Instructions for the task: Express the records from the start through the line containing "xmin=841 ymin=124 xmax=1200 ymax=193" as a two-column CSV with the columns text and answer, each row pairing a record's text with its answer, and each value in a single quoted field with line breaks turned into spaces. Leave the pictures out of the result.

☆ ☆ ☆ ☆ ☆

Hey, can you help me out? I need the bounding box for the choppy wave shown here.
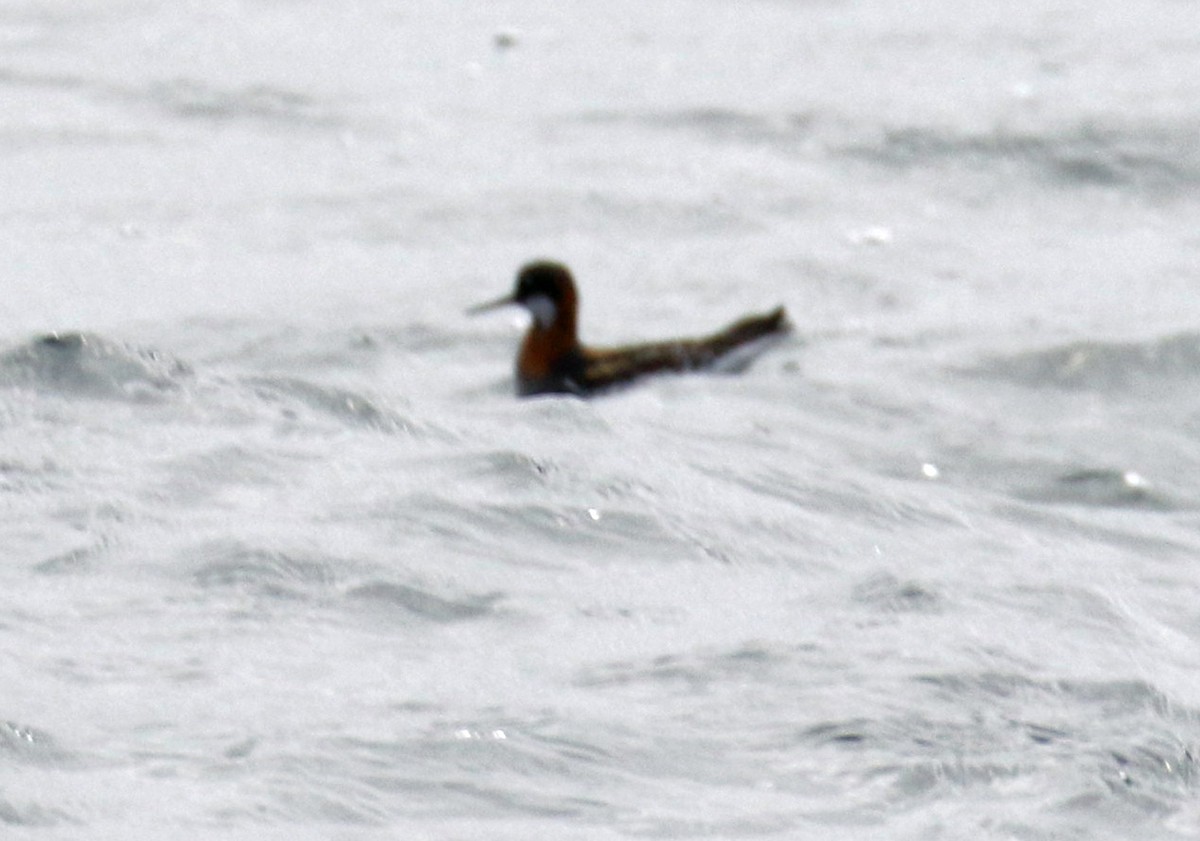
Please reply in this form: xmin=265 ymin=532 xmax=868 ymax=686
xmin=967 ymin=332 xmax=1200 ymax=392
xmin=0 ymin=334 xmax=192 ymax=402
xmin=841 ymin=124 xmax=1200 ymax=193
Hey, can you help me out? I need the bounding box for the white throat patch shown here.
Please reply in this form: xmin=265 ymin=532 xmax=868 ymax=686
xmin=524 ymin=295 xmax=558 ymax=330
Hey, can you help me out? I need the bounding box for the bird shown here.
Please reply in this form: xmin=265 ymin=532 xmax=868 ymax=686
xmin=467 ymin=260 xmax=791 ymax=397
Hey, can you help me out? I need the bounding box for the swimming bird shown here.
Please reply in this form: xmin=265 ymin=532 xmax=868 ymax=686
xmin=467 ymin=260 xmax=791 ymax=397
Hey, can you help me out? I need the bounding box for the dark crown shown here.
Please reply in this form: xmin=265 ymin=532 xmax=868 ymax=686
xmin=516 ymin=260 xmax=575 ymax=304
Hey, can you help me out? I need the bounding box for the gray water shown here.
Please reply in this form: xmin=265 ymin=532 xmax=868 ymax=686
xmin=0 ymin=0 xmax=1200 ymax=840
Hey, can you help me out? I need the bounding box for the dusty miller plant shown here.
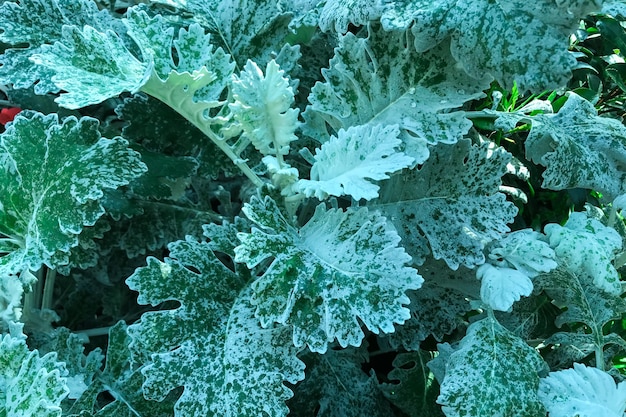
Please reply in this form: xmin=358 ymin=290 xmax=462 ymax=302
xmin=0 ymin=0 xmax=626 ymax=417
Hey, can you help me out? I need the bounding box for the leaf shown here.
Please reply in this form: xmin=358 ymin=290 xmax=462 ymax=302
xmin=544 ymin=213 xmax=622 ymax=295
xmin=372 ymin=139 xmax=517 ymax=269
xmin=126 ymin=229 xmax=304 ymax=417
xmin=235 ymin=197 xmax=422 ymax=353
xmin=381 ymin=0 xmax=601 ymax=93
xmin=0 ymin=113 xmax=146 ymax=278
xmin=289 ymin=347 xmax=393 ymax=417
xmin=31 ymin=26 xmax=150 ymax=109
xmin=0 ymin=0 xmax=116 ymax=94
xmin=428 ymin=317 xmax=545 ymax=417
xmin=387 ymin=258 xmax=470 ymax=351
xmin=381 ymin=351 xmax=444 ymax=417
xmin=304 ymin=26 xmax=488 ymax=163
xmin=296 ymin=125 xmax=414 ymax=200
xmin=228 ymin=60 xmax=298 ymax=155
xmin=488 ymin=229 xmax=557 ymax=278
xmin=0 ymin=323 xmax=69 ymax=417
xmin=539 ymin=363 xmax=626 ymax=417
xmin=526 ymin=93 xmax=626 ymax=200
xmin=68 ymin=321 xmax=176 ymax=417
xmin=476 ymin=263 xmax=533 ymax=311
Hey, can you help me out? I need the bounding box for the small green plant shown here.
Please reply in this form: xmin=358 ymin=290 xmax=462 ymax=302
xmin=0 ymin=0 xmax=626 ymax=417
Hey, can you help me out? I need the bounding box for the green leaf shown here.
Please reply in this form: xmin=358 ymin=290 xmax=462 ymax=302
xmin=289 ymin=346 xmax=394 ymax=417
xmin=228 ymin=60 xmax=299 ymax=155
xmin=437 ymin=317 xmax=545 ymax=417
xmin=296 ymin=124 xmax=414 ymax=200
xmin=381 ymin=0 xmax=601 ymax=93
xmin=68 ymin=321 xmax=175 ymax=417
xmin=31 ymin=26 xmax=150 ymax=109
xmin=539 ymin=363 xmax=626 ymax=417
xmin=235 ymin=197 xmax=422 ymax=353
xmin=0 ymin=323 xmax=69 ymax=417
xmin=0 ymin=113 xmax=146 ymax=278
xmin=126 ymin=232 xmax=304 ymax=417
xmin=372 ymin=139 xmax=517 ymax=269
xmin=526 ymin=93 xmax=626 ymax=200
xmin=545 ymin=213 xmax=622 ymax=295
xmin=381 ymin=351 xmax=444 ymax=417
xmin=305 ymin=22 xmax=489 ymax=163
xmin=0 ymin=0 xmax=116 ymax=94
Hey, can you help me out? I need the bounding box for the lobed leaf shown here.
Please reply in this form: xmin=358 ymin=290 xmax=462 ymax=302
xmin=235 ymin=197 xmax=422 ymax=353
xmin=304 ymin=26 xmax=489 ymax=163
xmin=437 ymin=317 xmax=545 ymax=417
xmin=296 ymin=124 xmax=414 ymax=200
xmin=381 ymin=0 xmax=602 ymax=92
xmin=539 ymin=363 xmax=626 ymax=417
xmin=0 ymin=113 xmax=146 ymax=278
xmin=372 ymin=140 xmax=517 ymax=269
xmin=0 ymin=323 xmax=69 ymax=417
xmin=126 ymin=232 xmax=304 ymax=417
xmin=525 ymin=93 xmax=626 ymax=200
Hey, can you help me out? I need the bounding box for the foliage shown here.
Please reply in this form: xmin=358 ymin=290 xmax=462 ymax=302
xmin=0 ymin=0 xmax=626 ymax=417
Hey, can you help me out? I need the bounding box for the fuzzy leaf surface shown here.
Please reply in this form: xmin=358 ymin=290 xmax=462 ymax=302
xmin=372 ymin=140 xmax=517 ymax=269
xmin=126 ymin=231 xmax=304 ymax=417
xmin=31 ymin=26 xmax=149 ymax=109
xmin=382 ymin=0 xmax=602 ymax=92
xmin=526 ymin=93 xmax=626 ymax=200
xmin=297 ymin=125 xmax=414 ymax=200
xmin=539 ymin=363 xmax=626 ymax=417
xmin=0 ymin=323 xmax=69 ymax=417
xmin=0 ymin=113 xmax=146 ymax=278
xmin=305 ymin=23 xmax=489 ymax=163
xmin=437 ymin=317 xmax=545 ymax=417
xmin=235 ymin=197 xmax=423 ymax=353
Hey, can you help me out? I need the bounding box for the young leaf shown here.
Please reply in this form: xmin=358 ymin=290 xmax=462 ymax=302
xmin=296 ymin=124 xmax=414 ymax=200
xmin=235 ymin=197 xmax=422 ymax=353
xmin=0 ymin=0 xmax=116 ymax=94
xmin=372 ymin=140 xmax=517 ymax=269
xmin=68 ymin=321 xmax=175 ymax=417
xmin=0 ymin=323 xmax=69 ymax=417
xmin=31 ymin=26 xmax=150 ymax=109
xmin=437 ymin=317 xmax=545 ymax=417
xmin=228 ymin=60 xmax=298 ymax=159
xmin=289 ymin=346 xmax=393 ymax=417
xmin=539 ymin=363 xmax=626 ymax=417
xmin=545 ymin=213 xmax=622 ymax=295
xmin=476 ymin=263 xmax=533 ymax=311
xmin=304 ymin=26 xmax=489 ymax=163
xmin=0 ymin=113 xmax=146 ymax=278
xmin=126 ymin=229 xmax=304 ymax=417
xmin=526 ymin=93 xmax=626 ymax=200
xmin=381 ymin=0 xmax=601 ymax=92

☆ ☆ ☆ ☆ ☆

Complete output:
text,answer
"Hey, can you help me out? I need the bounding box for the choppy wave shown here. Please reply in this form: xmin=265 ymin=532 xmax=868 ymax=686","xmin=967 ymin=332 xmax=1200 ymax=392 xmin=0 ymin=334 xmax=192 ymax=402 xmin=841 ymin=124 xmax=1200 ymax=193"